- [What you are asked to do]:
Pull out of the records below, word for word, the lines beginning with the line that contains "Guideline: for every instance of the team" and continuing through the line that contains "<point>464,221</point>", with both of those lines included.

★ ★ ★ ★

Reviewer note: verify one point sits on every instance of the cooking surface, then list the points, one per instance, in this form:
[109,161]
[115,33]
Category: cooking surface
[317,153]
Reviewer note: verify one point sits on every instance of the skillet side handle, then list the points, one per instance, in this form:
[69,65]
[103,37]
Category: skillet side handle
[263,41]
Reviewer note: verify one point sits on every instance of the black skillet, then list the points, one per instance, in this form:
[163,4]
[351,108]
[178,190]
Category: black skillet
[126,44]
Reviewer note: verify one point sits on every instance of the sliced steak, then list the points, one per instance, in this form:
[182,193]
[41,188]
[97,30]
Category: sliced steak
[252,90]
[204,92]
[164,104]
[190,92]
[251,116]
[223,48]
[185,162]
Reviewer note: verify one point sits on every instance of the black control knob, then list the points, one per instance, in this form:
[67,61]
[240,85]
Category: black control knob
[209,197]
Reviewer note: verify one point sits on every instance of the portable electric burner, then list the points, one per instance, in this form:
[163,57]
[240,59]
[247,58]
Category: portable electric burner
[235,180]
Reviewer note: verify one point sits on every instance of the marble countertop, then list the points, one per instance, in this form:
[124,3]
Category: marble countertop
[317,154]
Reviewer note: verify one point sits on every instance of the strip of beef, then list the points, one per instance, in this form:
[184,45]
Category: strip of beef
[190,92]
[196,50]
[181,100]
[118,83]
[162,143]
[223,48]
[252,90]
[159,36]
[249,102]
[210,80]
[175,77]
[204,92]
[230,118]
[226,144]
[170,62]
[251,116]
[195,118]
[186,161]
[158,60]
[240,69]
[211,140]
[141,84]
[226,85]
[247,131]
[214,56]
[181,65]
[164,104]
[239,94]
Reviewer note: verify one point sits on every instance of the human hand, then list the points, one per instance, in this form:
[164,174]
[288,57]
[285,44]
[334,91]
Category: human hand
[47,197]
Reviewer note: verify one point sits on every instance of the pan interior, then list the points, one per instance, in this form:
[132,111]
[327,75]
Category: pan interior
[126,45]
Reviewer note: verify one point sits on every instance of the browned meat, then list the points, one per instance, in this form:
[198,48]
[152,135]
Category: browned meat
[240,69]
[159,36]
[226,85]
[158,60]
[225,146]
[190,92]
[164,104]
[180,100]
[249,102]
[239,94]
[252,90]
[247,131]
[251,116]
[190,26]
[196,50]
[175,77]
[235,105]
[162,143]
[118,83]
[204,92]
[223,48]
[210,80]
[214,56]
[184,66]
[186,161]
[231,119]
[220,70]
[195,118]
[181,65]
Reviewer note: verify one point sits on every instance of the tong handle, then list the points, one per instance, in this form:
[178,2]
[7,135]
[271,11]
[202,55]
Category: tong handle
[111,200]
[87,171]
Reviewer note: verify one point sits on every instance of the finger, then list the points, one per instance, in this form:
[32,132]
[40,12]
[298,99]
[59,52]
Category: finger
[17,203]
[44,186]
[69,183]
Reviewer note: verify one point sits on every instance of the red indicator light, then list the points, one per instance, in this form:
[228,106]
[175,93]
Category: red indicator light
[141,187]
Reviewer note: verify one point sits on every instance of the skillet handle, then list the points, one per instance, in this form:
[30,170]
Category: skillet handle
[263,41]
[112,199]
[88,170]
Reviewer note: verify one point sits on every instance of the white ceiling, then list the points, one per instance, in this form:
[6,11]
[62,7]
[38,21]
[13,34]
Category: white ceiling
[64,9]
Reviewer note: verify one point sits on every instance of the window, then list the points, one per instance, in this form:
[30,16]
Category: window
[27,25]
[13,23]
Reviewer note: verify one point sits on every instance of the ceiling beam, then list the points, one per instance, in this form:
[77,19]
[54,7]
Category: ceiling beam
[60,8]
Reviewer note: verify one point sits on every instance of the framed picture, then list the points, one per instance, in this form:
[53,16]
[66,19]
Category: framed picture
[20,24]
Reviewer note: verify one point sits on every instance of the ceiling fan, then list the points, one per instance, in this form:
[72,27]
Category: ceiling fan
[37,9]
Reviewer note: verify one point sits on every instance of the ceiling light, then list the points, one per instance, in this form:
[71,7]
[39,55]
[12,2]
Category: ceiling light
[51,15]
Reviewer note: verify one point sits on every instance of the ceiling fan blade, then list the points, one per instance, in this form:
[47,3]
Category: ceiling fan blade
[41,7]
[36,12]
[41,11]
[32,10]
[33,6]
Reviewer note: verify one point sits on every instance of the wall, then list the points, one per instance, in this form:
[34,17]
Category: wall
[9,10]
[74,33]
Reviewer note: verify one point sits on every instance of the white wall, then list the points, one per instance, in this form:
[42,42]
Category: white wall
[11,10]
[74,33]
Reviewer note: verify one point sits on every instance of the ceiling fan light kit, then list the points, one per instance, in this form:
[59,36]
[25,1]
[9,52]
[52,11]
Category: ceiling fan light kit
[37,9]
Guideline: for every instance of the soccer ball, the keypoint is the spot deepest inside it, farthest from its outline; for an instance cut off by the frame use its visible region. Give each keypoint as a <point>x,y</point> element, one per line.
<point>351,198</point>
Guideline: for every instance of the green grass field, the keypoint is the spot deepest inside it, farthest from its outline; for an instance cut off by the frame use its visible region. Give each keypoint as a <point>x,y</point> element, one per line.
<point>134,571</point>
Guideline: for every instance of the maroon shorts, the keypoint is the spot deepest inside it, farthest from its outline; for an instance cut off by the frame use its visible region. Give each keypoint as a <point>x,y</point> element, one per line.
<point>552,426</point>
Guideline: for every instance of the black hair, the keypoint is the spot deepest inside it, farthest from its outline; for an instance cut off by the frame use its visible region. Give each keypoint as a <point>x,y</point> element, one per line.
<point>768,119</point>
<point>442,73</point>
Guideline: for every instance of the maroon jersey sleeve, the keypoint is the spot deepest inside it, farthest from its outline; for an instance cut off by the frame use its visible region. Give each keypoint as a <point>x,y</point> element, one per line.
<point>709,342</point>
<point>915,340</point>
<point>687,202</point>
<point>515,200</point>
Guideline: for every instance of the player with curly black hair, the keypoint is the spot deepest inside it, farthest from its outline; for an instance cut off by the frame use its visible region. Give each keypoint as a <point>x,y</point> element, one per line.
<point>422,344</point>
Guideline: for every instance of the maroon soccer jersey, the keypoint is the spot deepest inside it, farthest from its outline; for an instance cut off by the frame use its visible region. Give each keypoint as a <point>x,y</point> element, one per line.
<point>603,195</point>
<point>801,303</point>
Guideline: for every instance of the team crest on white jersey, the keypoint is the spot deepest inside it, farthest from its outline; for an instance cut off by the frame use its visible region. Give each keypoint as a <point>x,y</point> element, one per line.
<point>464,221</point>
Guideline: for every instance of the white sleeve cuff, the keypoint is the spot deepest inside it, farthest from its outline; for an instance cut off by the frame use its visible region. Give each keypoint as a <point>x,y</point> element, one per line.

★ ★ ★ ★

- [Response]:
Guideline: for every instance of the team crest on white jersey, the keypoint is the spot deepest inside it, farthest from its outline; for an instance cut off by the frame use its visible region. Give each keypoint as a <point>x,y</point> element, one per line.
<point>464,221</point>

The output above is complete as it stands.